Format the entries below as a numbered list, from the line containing "Outline every instance of the stone" through the end of the entries, leaving out blank lines.
— begin Excerpted records —
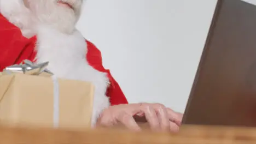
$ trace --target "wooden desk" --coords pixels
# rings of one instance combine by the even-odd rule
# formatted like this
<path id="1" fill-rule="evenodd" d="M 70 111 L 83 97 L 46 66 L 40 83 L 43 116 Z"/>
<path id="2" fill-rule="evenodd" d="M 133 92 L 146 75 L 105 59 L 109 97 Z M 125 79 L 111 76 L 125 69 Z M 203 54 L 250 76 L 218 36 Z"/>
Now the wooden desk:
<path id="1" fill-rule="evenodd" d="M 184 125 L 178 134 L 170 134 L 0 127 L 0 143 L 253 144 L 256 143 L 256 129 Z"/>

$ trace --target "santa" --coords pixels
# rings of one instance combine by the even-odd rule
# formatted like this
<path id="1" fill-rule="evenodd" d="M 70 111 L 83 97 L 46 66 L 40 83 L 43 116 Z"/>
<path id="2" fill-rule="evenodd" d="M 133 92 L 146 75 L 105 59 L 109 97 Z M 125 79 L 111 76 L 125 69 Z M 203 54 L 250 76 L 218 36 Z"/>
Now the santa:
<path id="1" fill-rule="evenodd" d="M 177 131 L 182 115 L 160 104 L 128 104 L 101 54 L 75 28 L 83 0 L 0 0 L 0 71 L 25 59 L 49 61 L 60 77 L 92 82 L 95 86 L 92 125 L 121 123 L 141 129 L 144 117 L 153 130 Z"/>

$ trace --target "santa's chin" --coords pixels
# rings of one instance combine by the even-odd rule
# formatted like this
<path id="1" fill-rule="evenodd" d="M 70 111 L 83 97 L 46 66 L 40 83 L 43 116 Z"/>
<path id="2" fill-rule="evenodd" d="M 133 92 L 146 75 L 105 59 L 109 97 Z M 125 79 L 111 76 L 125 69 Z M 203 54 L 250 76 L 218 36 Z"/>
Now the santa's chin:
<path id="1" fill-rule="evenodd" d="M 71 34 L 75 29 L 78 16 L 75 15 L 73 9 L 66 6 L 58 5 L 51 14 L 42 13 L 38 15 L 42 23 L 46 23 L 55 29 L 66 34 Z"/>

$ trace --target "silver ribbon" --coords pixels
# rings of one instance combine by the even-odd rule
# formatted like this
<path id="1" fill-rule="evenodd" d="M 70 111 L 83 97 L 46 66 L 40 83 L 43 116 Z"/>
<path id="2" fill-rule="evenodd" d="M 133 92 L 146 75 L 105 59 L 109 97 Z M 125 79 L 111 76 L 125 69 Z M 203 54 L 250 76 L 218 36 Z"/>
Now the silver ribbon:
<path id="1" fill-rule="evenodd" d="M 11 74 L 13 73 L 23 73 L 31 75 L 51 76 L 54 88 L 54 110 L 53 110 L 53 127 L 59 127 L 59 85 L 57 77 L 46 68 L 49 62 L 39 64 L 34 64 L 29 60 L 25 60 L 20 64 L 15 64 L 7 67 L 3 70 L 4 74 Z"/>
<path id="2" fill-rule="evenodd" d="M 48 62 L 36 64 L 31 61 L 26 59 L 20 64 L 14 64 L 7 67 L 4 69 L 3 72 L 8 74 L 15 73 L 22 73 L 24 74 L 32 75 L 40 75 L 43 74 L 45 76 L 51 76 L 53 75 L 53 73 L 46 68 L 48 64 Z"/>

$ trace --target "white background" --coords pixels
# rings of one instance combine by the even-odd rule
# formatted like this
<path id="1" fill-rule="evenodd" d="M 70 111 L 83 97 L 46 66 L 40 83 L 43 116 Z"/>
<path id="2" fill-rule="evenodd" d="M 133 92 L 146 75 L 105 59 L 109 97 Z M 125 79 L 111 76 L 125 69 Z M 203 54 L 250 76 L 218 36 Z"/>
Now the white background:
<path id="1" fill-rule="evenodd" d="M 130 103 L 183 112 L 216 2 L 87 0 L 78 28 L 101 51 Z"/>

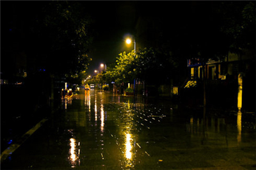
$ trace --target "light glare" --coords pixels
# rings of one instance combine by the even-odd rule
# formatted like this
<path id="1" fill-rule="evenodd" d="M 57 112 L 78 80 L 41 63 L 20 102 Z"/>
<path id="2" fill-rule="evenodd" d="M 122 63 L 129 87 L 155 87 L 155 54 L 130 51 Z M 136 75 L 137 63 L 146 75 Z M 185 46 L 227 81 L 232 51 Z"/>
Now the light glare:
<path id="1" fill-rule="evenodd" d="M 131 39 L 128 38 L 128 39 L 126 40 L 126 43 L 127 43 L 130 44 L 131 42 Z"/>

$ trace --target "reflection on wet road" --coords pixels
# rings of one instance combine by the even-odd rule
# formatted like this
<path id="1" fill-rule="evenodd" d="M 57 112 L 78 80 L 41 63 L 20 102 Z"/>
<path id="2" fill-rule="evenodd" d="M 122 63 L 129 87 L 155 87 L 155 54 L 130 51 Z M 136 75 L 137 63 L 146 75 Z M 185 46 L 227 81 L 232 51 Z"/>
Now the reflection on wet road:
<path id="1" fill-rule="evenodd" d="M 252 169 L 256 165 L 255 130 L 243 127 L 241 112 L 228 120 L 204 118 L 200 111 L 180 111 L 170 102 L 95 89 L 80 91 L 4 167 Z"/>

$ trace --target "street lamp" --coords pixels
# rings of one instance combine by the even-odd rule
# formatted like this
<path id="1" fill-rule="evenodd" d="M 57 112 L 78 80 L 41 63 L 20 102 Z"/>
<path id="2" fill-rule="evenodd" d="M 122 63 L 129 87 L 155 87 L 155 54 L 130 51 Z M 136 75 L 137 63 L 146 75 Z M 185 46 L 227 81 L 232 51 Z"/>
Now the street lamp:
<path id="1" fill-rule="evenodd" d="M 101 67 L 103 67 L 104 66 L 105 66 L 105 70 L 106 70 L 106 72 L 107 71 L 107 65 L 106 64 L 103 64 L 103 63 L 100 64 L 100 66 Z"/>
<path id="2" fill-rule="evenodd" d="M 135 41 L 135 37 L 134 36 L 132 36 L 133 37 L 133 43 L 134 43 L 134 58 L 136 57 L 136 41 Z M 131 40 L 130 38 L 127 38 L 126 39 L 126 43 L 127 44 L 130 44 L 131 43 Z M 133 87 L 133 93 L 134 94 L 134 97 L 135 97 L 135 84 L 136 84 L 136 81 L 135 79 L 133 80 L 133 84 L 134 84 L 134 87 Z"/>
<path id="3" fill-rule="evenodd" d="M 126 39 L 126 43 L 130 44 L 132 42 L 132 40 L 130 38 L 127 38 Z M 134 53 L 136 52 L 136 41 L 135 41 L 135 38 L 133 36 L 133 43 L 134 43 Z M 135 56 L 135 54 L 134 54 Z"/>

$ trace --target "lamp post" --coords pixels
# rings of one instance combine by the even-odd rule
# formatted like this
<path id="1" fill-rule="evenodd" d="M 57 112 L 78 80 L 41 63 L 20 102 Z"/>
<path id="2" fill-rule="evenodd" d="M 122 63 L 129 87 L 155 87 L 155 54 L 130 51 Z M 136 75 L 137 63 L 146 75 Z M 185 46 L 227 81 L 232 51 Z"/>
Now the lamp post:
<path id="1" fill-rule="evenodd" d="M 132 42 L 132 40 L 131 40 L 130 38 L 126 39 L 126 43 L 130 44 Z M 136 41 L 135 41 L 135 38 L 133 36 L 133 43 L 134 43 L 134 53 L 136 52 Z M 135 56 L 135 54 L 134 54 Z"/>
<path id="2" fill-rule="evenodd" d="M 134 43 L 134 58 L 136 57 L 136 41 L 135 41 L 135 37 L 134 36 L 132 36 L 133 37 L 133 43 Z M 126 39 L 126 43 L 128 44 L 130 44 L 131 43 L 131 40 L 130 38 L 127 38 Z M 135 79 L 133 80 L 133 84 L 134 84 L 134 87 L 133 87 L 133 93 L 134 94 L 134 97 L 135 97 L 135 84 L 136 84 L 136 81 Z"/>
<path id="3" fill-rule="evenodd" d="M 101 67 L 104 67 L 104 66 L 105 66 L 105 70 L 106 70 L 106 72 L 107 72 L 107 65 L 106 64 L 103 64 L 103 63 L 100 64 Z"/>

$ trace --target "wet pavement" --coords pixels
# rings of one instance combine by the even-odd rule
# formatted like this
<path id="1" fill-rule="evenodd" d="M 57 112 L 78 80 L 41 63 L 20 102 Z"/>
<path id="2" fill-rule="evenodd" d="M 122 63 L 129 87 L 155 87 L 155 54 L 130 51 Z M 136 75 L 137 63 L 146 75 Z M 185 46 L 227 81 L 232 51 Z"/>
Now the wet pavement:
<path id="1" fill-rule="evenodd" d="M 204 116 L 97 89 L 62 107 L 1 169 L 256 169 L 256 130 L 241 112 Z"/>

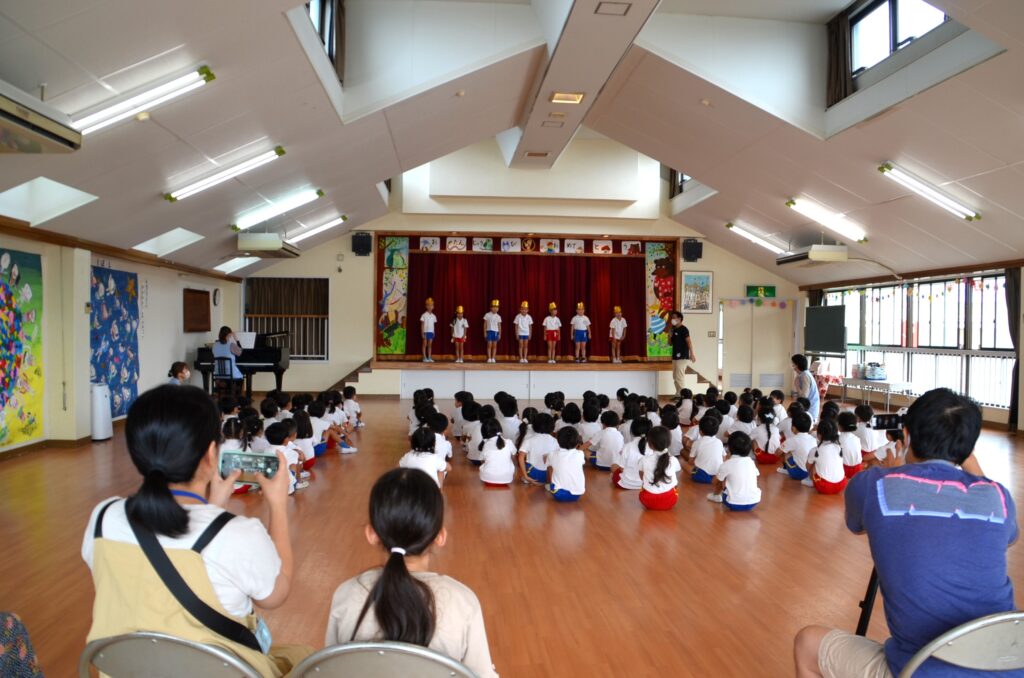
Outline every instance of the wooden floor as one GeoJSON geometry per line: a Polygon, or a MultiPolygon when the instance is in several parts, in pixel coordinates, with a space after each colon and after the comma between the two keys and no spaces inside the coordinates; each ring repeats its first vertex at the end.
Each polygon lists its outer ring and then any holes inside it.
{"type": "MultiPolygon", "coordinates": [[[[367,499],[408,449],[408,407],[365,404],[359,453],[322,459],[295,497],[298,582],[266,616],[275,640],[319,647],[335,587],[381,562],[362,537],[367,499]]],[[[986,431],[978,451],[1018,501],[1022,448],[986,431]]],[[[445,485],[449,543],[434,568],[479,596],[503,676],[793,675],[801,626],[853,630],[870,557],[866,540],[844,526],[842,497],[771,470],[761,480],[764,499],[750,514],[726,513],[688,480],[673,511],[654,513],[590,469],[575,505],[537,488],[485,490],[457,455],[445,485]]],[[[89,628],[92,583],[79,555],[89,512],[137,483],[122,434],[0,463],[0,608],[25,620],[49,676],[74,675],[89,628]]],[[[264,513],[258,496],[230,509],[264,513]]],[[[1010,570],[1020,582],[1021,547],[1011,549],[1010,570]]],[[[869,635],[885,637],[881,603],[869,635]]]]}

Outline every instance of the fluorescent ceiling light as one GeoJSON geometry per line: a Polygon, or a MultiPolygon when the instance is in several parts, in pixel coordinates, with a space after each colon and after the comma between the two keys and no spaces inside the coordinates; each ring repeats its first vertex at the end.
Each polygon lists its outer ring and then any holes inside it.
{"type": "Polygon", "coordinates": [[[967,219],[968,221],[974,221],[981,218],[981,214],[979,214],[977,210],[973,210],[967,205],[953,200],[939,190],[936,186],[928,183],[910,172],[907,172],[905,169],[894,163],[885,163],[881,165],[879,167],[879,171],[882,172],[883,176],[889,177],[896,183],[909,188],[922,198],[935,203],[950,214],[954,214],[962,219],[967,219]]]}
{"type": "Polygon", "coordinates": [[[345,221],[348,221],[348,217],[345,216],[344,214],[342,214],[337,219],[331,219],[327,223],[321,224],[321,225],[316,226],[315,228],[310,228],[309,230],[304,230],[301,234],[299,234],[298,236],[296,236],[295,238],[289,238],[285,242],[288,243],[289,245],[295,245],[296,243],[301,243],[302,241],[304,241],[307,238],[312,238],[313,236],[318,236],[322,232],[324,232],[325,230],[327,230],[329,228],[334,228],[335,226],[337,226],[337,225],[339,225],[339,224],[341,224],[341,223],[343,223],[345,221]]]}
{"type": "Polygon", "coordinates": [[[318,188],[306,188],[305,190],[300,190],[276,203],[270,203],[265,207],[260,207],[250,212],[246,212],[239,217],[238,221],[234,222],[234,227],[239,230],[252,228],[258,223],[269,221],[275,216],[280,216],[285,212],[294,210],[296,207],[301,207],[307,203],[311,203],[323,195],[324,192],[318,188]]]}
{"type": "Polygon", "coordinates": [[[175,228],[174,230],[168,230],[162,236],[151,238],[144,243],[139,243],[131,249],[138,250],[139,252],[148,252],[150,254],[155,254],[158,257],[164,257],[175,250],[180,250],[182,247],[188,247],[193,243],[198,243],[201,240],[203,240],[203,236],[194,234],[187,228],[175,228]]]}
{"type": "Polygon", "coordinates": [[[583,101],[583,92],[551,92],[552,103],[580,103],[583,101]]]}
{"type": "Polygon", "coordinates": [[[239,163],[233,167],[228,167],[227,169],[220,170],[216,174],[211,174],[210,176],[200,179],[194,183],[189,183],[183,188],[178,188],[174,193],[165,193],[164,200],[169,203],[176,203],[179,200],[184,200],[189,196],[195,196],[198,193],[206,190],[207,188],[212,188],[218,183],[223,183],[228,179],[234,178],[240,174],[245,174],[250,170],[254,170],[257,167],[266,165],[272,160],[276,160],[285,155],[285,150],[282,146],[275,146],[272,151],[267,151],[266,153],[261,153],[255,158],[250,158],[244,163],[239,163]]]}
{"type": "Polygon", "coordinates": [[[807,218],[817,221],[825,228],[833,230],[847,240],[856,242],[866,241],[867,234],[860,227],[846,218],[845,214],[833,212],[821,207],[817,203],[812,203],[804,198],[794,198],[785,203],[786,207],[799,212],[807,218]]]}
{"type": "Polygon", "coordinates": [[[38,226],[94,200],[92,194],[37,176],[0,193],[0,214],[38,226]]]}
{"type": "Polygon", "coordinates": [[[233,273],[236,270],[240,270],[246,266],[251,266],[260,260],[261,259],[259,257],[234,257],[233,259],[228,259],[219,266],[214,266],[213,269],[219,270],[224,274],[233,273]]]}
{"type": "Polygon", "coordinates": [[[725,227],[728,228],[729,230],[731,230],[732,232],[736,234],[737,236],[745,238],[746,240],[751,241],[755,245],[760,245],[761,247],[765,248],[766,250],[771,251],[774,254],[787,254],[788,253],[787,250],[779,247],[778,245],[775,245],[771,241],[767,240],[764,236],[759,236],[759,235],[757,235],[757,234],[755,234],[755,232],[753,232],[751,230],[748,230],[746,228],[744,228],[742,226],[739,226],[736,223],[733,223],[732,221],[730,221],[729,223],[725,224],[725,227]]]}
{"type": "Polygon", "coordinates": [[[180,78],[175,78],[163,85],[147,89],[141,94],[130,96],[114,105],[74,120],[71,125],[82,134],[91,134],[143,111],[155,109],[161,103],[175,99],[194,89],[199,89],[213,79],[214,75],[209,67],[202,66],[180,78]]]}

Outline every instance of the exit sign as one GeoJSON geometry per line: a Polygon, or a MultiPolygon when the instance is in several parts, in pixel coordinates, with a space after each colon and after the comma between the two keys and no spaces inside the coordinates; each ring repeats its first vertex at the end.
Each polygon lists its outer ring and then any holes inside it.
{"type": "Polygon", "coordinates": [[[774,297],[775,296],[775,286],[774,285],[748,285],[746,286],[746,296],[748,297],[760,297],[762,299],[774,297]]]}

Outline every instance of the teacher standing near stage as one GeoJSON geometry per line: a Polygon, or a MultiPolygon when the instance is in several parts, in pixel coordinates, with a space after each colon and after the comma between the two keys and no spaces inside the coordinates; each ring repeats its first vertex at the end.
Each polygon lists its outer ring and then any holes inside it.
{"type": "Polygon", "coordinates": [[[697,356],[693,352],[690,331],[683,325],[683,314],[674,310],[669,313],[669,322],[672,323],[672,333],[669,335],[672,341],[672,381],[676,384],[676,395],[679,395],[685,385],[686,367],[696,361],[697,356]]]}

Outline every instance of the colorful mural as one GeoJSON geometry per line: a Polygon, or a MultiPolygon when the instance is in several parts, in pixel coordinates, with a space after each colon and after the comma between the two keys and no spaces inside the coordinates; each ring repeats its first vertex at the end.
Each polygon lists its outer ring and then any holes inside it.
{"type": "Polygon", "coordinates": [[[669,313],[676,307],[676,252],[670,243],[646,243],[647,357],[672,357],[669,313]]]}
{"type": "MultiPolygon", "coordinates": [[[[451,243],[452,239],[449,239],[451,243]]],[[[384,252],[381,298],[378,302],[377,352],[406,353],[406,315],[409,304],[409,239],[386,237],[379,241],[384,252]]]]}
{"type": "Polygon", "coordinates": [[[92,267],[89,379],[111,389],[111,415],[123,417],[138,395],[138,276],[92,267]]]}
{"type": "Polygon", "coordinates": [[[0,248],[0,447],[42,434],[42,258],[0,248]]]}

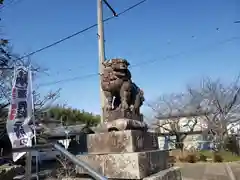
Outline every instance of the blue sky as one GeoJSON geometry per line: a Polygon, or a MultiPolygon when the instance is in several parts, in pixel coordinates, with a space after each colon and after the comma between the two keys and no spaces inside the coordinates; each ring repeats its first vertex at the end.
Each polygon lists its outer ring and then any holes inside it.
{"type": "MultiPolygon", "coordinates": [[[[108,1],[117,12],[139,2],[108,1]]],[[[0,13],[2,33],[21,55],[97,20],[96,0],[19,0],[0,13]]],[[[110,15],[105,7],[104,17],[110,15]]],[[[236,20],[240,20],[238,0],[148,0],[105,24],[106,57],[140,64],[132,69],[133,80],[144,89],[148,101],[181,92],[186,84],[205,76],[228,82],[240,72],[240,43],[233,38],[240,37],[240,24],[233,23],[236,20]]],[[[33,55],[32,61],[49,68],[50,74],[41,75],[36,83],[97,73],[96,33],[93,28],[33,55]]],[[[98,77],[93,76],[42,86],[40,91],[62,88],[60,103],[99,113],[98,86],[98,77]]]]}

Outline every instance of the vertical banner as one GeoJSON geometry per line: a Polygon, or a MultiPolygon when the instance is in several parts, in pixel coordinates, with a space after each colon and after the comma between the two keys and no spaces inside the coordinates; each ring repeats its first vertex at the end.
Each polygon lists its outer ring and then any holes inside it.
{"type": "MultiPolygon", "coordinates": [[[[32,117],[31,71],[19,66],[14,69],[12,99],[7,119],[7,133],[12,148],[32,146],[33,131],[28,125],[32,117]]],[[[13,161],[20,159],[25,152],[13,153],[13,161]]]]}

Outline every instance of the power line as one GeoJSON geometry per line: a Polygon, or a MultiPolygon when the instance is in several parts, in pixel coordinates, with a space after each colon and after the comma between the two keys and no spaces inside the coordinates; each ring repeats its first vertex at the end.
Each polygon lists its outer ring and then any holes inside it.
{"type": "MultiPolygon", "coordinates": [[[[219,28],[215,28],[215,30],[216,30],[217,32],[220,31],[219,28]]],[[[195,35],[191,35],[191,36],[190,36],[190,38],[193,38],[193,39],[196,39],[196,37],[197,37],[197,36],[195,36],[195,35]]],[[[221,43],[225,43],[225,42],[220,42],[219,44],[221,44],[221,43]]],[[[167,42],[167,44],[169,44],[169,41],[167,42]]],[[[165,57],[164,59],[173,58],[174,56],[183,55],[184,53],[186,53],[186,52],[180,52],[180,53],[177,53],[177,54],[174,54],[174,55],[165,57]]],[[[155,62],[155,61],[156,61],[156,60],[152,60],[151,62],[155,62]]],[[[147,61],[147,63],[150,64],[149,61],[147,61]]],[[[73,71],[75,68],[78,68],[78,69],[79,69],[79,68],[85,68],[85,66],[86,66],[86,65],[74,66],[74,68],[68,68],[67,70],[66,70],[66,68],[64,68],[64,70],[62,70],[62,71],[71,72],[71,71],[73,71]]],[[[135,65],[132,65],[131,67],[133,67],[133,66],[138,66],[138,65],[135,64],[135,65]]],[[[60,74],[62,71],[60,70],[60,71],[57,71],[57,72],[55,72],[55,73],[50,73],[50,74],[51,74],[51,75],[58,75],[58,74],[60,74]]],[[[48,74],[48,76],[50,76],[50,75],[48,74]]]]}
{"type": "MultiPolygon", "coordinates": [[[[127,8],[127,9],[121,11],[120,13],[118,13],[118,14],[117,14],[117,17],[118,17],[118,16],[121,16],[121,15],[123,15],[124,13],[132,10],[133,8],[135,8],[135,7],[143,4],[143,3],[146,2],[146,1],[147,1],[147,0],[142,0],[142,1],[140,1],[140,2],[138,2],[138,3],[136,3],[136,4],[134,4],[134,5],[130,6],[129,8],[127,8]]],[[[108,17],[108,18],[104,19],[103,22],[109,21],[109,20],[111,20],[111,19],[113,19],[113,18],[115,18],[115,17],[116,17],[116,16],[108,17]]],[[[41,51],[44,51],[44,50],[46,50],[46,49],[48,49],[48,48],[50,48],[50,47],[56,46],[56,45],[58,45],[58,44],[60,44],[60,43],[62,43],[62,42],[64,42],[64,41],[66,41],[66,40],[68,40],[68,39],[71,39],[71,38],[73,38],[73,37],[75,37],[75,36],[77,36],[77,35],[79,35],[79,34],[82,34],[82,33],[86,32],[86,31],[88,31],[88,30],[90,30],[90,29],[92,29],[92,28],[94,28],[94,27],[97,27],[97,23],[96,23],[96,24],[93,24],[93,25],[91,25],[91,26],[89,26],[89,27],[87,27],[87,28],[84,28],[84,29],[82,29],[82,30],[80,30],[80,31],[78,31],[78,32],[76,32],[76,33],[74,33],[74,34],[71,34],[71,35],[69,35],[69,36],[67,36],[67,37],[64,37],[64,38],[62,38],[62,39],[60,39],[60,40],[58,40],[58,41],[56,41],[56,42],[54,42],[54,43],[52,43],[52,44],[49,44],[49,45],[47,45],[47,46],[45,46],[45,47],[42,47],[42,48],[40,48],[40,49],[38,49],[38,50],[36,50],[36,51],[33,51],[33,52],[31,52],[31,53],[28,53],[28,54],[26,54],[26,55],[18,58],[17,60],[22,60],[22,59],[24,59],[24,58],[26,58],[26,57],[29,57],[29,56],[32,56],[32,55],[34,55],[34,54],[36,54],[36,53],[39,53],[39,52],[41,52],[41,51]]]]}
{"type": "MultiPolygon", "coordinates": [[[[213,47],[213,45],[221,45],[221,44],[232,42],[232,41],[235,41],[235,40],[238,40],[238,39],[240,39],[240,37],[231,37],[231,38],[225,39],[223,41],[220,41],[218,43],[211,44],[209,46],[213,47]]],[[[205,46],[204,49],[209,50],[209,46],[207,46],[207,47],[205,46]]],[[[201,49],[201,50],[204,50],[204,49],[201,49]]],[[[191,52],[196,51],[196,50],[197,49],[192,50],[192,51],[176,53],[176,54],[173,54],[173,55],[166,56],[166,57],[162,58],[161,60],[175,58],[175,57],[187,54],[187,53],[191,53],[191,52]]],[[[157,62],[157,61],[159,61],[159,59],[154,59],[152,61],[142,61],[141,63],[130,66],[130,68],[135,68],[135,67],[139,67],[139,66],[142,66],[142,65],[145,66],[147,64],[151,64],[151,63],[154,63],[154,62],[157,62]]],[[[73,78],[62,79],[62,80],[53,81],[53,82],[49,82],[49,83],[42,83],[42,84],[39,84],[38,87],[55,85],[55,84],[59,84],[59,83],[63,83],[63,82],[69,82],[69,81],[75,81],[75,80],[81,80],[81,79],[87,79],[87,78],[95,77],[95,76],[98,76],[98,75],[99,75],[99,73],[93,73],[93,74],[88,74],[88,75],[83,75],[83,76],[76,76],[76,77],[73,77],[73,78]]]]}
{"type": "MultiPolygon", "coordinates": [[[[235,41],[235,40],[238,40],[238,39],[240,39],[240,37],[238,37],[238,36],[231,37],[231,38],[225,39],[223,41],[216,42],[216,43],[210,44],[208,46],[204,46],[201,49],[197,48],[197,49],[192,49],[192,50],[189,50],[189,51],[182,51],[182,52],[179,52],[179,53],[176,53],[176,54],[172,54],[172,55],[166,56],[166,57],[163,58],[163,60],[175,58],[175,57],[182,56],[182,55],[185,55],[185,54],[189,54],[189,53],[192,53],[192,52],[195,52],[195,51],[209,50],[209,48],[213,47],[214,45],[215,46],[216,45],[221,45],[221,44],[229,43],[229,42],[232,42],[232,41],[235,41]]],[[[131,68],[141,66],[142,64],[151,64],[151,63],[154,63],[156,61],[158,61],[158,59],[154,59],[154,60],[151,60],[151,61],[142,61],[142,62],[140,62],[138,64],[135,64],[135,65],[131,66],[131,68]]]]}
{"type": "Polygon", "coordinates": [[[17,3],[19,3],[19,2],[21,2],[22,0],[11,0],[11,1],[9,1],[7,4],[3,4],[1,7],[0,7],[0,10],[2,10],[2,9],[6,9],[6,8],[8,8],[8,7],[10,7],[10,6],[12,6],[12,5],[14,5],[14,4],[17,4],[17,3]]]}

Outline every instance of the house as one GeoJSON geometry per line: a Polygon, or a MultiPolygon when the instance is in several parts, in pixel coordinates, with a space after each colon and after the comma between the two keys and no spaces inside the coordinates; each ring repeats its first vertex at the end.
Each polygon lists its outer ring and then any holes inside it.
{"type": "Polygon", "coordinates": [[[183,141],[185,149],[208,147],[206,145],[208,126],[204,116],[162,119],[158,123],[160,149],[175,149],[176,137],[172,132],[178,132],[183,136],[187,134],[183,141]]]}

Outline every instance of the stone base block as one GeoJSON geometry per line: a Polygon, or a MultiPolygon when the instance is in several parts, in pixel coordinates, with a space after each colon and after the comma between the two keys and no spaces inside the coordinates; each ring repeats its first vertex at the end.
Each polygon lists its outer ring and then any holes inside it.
— end Excerpted records —
Solution to the problem>
1. Outline every instance of the stone base block as one GeoJSON geometry per line: a Polygon, or a MultiPolygon when the instance is in several parts, in pixel coordinates, with a space after each colon and after the comma between the two keys and no spaces inside the coordinates; each ring repeats its first vertex at the end.
2. Each polygon lists its outer ring and then any holes inside it.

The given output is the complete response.